(Data items)
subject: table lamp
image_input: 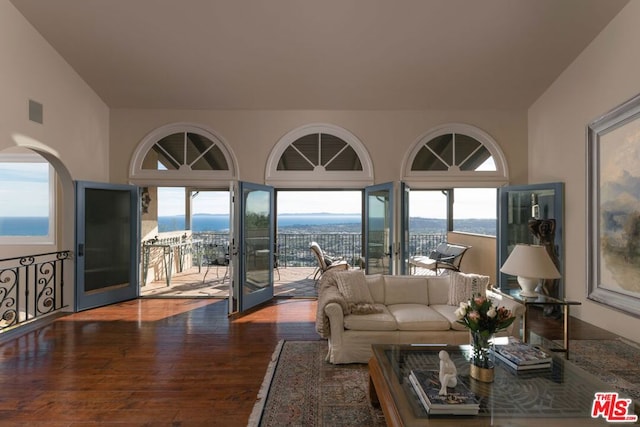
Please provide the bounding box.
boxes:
[500,244,560,297]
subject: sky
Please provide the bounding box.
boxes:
[0,162,49,216]
[159,187,497,218]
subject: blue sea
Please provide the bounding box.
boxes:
[159,213,362,232]
[1,214,495,235]
[0,217,49,236]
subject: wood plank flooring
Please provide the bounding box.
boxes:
[0,297,619,426]
[0,298,319,426]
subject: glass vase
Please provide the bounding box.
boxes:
[469,330,495,382]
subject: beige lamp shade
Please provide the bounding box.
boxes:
[500,244,560,296]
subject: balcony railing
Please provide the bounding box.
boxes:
[191,232,447,268]
[0,251,71,331]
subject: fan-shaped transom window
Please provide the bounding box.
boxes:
[266,124,373,188]
[403,123,508,187]
[143,132,229,171]
[412,133,495,172]
[277,133,362,172]
[130,123,237,186]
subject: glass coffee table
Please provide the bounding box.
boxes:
[369,343,636,426]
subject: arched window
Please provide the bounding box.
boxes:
[129,123,237,186]
[266,124,373,188]
[402,123,508,188]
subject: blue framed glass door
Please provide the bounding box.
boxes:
[364,182,394,275]
[75,181,139,311]
[231,181,275,313]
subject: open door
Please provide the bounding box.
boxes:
[399,182,410,275]
[497,182,564,295]
[364,182,394,275]
[230,181,275,314]
[75,181,139,311]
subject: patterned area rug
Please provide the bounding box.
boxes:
[565,338,640,403]
[250,338,640,426]
[249,340,385,427]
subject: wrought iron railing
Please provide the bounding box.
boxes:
[0,251,71,330]
[191,232,447,268]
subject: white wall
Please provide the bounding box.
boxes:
[109,109,527,187]
[0,1,110,259]
[529,2,640,342]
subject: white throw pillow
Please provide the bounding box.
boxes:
[447,271,490,306]
[335,270,382,314]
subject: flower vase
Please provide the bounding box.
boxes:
[469,330,495,383]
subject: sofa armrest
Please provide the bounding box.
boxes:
[324,302,345,339]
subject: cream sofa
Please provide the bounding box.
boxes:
[316,270,525,364]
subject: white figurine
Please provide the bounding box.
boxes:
[438,350,458,396]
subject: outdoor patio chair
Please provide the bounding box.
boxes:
[203,243,229,283]
[409,242,471,275]
[310,241,349,282]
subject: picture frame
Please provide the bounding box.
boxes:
[587,93,640,318]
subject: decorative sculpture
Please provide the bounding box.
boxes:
[438,350,458,395]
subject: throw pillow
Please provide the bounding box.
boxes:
[448,271,490,306]
[335,270,382,315]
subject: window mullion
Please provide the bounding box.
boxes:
[183,132,188,168]
[425,143,450,169]
[323,144,349,168]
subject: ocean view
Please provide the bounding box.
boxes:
[0,217,49,236]
[0,214,495,236]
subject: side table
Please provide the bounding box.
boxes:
[487,287,581,359]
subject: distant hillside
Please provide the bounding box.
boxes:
[160,213,496,236]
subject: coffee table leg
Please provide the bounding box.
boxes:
[369,374,380,407]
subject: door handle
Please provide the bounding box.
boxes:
[78,243,84,257]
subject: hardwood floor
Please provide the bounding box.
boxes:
[0,298,319,426]
[0,297,620,426]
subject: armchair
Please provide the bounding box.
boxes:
[310,241,349,281]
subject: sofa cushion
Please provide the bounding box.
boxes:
[343,305,398,331]
[335,270,382,314]
[384,275,429,305]
[387,304,450,331]
[448,271,490,306]
[365,274,385,304]
[427,276,451,305]
[431,304,468,331]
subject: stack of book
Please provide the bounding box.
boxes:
[493,338,552,371]
[408,369,480,415]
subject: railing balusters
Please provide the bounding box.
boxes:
[0,251,71,331]
[191,232,447,268]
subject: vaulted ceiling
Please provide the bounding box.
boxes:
[10,0,629,110]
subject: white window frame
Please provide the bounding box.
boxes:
[129,123,238,187]
[401,123,509,188]
[0,153,55,245]
[265,123,374,188]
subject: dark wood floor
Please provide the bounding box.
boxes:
[0,297,619,426]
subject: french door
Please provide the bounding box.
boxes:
[75,181,139,311]
[364,182,394,275]
[230,181,275,314]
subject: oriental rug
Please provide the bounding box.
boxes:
[248,340,385,427]
[249,338,640,426]
[563,338,640,402]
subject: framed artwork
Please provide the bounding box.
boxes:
[587,93,640,318]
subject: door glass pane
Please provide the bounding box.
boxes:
[367,190,390,275]
[243,188,271,295]
[84,188,132,293]
[409,190,448,258]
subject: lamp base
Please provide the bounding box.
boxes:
[517,276,539,297]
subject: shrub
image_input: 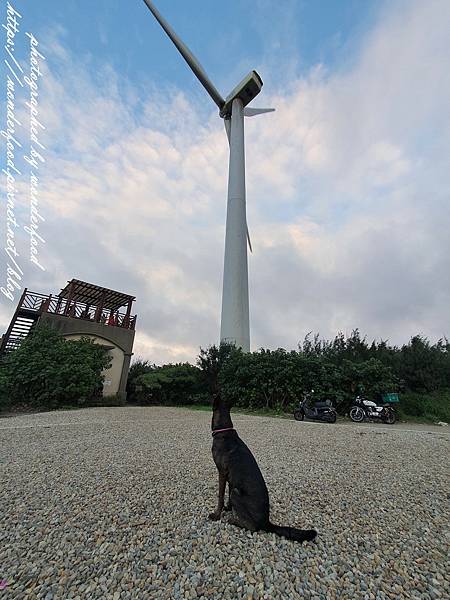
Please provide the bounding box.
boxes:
[397,336,450,392]
[126,358,154,403]
[397,390,450,422]
[118,333,450,421]
[135,362,203,405]
[197,342,239,398]
[0,325,111,410]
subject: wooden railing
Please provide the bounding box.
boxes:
[20,291,136,330]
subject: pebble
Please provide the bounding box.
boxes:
[0,406,448,599]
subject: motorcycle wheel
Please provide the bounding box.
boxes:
[382,408,396,424]
[293,410,304,421]
[350,406,364,422]
[326,411,337,423]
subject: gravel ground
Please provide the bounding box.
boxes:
[0,407,448,600]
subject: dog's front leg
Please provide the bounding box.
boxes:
[208,472,226,521]
[223,482,232,511]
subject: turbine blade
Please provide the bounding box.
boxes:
[141,0,225,110]
[247,225,253,253]
[244,107,275,117]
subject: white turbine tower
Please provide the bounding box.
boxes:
[141,0,274,352]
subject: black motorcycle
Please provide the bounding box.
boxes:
[349,395,396,424]
[294,391,337,423]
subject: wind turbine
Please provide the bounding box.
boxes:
[141,0,274,352]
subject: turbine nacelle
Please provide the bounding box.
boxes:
[220,71,263,118]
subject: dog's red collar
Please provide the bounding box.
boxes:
[212,427,235,436]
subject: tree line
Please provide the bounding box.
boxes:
[0,326,448,422]
[128,330,450,421]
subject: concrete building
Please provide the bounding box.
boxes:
[0,279,137,400]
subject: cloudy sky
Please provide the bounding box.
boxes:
[1,0,449,363]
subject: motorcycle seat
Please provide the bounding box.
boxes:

> AIM OF THE TASK: When you return the records, keep every word unchanged and drop the pictures.

> WORKED SOLUTION:
subject: table lamp
image_input: 
Please provide the bounding box.
boxes:
[500,244,560,297]
subject: sky
Please provide the bounding box.
boxes:
[0,162,49,216]
[159,187,497,218]
subject: blue sea
Please provide the bounding box.
boxes:
[159,213,362,232]
[1,214,495,235]
[0,217,49,236]
subject: wood plank flooring
Please provide the bounding box.
boxes:
[0,297,619,426]
[0,298,319,426]
subject: glass vase
Please provide the bounding box.
boxes:
[469,330,495,382]
subject: beige lamp shade
Please provide the bounding box.
boxes:
[500,244,560,296]
subject: balcony railing
Please provide the bounding box.
boxes:
[191,232,447,268]
[0,251,71,331]
subject: fan-shaped transom window
Please provide the bounding box.
boxes:
[266,124,373,188]
[403,123,508,187]
[143,132,229,171]
[412,133,495,172]
[277,133,362,172]
[130,123,237,186]
subject: glass coffee table
Please provide the bounding box.
boxes:
[369,343,636,426]
subject: arched window
Please provide the bounding box.
boxes:
[129,123,237,186]
[266,124,373,188]
[402,123,508,188]
subject: blue framed glass door
Please provide the bounding box.
boxes:
[364,182,394,275]
[75,181,139,311]
[231,181,275,313]
subject: open door
Please provide the bounding box.
boxes:
[399,182,410,275]
[497,182,564,295]
[364,182,394,275]
[230,181,275,314]
[75,181,139,311]
subject: patterned area rug
Please provide the bounding box.
boxes:
[565,338,640,403]
[250,338,640,426]
[249,340,385,427]
subject: wrought iron railing
Please provide the bounding box.
boxes:
[0,251,71,330]
[191,232,447,268]
subject: white wall
Please provide the bounding box.
boxes:
[109,109,527,187]
[0,1,110,259]
[529,2,640,342]
subject: white throw pillow
Please provide the bounding box.
boxes:
[447,271,490,306]
[335,270,382,314]
subject: flower vase
Please provide the bounding box.
boxes:
[469,330,495,383]
subject: sofa armrest
Please provide the bounding box.
boxes:
[324,302,345,339]
subject: cream sofa
Please provide the bounding box.
boxes:
[316,270,525,364]
subject: white figurine
Please provide the bounding box.
boxes:
[438,350,458,396]
subject: outdoor patio chair
Please provide the bounding box.
boxes:
[203,243,229,283]
[409,242,471,275]
[310,241,349,282]
subject: picture frame
Please provide the bounding box.
boxes:
[587,93,640,318]
subject: decorative sculpture
Please provide the bounding box.
boxes:
[438,350,458,395]
subject: throw pillow
Please provide the bounding box.
boxes:
[448,271,490,306]
[335,270,382,315]
subject: window mullion
Please provide the bounding box.
boxes:
[183,132,188,168]
[425,143,450,169]
[323,144,349,168]
subject: ocean view
Please provide the bounding box.
boxes:
[0,217,49,236]
[0,214,495,236]
subject: side table
Please provide the bounding box.
boxes:
[487,287,581,359]
subject: distant hillside
Please provide the bounding box.
boxes:
[160,213,496,236]
subject: coffee table leg
Please provide the bounding box.
boxes:
[369,374,380,407]
subject: door handle
Please provide the bounding box.
boxes:
[78,243,84,257]
subject: hardwood floor
Please provide the bounding box.
boxes:
[0,298,319,426]
[0,297,620,426]
subject: armchair
Please provide the bounding box.
boxes:
[310,241,349,281]
subject: sofa cushion
Please provide the bounding box.
boxes:
[343,305,398,331]
[335,270,382,314]
[384,275,429,305]
[387,304,450,331]
[448,271,490,306]
[365,274,385,304]
[427,276,451,305]
[431,304,468,331]
subject: stack of book
Please provide the bounding box.
boxes:
[493,338,552,371]
[408,369,480,415]
subject: railing balusters
Please provide the bounding box.
boxes:
[0,251,71,331]
[191,232,447,268]
subject: vaulted ceiling
Please provide the bounding box.
boxes:
[10,0,629,110]
subject: white window frame
Please provide the bounding box.
boxes:
[129,123,238,187]
[401,123,509,188]
[0,153,55,245]
[265,123,374,188]
subject: dark wood floor
Please provide the bounding box.
boxes:
[0,297,619,426]
subject: french door
Please provide the bounding box.
boxes:
[75,181,139,311]
[364,182,394,275]
[230,181,275,314]
subject: oriental rug
Please provide the bounding box.
boxes:
[248,340,385,427]
[249,338,640,426]
[563,338,640,402]
subject: framed artwork
Please provide the bounding box.
boxes:
[587,93,640,318]
subject: door glass pane
Please provide the bounding box.
boxes:
[367,190,390,275]
[243,188,271,295]
[84,188,132,293]
[409,190,448,258]
subject: lamp base
Please provide the bounding box.
boxes:
[517,276,539,297]
subject: shrub
image_input: 
Please provide the bounding box.
boxes:
[397,336,450,392]
[126,358,154,403]
[397,390,450,422]
[118,333,450,421]
[135,362,203,405]
[197,342,239,398]
[0,325,111,410]
subject: wooden railing
Please provide the bounding box.
boxes:
[20,291,136,330]
subject: pebble
Please provide the bounding box.
boxes:
[0,406,448,599]
subject: motorcycle wheel
Please provide the bounding box.
boxes:
[382,408,396,424]
[293,410,304,421]
[350,406,364,422]
[326,411,337,423]
subject: gravel ground
Please provide the bounding box.
boxes:
[0,407,448,600]
subject: dog's front leg
Please provide the bounding box.
boxes:
[208,472,226,521]
[223,482,232,511]
subject: turbine blade
Please provide the bounding box.
boxes:
[141,0,225,110]
[247,225,253,253]
[244,107,275,117]
subject: white turbine tower
Please provide the bounding box.
boxes:
[141,0,274,352]
subject: black motorcycle
Please provide the bounding box.
boxes:
[349,395,396,424]
[294,391,337,423]
subject: wind turbine
Please provide the bounding box.
boxes:
[141,0,274,352]
subject: turbine nacelle
Please provide the bounding box.
boxes:
[220,71,263,118]
subject: dog's red collar
Please provide the bounding box.
boxes:
[212,427,235,436]
subject: tree line
Please provide the bounding box.
boxes:
[0,326,448,422]
[128,330,450,421]
subject: concrete building
Please provide the bounding box.
boxes:
[0,279,137,400]
subject: cloudy sky
Please provide the bounding box.
boxes:
[1,0,449,363]
subject: motorcycle seat
Please provide the bounding box.
boxes:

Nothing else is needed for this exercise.